Written instruction
Give only the number of lines in the records that contain the lowercase string "small".
(begin)
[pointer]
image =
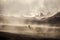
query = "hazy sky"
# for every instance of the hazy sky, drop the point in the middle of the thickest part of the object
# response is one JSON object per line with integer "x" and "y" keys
{"x": 29, "y": 7}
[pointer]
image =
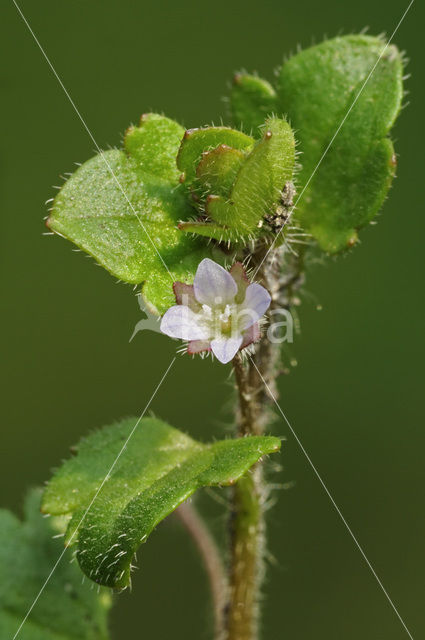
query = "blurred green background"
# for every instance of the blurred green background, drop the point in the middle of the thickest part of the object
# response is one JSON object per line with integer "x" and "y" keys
{"x": 356, "y": 397}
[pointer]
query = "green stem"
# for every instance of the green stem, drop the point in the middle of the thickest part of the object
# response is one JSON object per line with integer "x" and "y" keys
{"x": 211, "y": 557}
{"x": 247, "y": 523}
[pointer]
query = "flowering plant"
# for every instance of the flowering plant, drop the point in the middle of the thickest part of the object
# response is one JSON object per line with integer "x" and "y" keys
{"x": 215, "y": 226}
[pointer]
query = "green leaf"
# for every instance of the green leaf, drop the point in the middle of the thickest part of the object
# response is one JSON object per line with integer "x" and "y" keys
{"x": 258, "y": 186}
{"x": 123, "y": 209}
{"x": 217, "y": 169}
{"x": 252, "y": 100}
{"x": 154, "y": 145}
{"x": 197, "y": 141}
{"x": 158, "y": 469}
{"x": 67, "y": 609}
{"x": 316, "y": 89}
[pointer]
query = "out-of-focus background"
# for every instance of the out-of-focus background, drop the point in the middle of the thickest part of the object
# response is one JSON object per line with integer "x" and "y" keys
{"x": 356, "y": 397}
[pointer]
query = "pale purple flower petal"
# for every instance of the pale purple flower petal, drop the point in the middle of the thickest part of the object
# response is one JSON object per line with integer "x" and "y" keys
{"x": 252, "y": 334}
{"x": 198, "y": 346}
{"x": 181, "y": 322}
{"x": 214, "y": 285}
{"x": 257, "y": 301}
{"x": 238, "y": 274}
{"x": 185, "y": 294}
{"x": 225, "y": 348}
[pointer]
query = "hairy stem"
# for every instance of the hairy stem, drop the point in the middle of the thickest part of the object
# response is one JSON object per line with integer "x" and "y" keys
{"x": 247, "y": 523}
{"x": 211, "y": 558}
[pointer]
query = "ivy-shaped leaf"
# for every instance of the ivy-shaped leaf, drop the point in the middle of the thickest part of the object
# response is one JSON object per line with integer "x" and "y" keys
{"x": 68, "y": 609}
{"x": 257, "y": 189}
{"x": 123, "y": 207}
{"x": 198, "y": 141}
{"x": 159, "y": 468}
{"x": 316, "y": 89}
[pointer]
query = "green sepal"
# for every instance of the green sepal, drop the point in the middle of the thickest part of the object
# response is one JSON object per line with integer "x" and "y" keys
{"x": 123, "y": 208}
{"x": 157, "y": 470}
{"x": 197, "y": 141}
{"x": 317, "y": 89}
{"x": 68, "y": 608}
{"x": 258, "y": 187}
{"x": 252, "y": 100}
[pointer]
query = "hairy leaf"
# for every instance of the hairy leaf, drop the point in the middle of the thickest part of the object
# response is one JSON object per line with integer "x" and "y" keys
{"x": 158, "y": 469}
{"x": 252, "y": 100}
{"x": 257, "y": 189}
{"x": 316, "y": 89}
{"x": 67, "y": 609}
{"x": 197, "y": 141}
{"x": 217, "y": 169}
{"x": 123, "y": 207}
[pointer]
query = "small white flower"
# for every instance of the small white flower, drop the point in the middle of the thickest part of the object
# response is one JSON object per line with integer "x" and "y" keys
{"x": 220, "y": 312}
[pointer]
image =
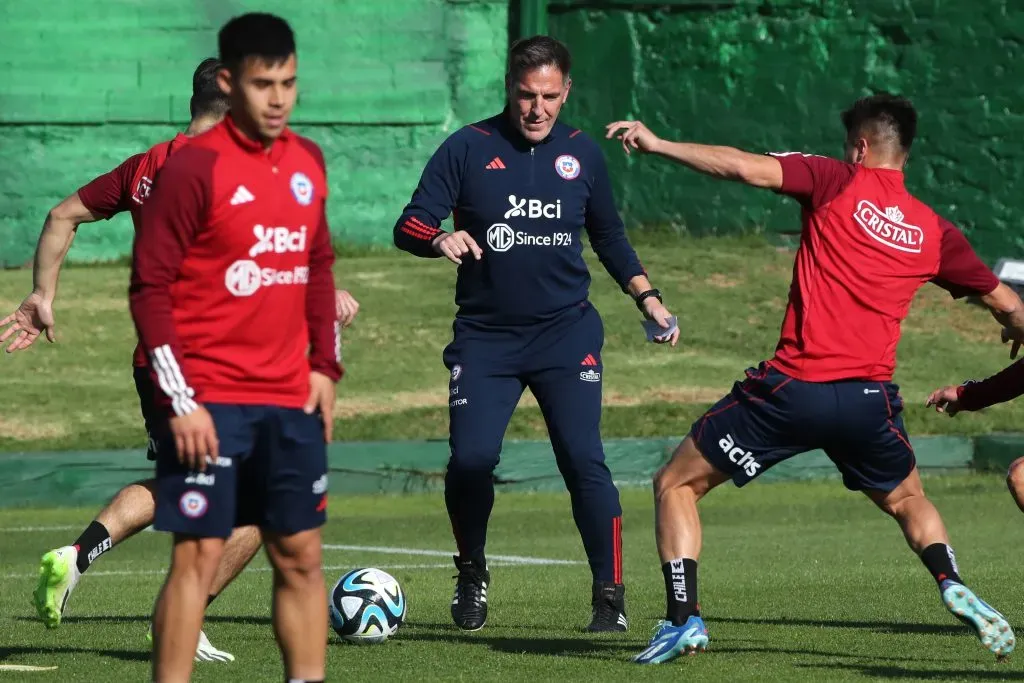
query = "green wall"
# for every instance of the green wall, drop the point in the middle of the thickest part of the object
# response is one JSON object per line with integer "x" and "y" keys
{"x": 382, "y": 83}
{"x": 774, "y": 75}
(end)
Task result
2